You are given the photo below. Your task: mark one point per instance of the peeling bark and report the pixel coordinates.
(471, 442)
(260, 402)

........

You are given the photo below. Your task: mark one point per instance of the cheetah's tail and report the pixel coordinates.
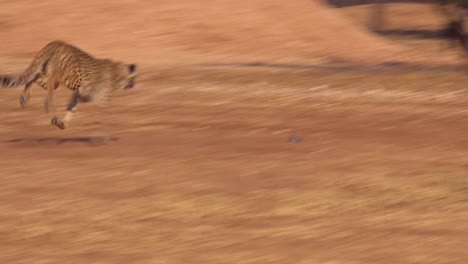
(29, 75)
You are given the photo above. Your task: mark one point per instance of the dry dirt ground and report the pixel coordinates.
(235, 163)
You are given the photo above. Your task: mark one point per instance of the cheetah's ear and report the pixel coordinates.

........

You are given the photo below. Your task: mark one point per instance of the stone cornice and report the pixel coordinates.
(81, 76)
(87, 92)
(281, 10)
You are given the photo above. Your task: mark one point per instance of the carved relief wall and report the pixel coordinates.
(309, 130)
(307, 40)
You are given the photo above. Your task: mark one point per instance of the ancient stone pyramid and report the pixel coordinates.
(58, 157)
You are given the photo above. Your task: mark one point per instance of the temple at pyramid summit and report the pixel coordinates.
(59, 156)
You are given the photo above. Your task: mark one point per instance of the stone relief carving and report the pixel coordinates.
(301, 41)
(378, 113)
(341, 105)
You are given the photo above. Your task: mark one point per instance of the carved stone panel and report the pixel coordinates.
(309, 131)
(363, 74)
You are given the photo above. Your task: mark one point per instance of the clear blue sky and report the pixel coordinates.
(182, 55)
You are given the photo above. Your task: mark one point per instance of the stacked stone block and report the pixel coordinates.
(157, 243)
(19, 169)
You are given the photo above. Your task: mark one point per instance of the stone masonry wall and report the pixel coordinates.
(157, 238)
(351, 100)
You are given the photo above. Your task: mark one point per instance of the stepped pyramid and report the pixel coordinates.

........

Copy out, in full, each line of the listing above that contains the string "cheetah". Case counts, so a match must have the same capital and lowercase letters.

FINISHED EXERCISE »
You are given the photo below. Your task: mark one point per instance of the cheetah's tail and report the pixel coordinates.
You are given the photo above. Your task: mark one point per instance of the cheetah's ear and report the pixel coordinates.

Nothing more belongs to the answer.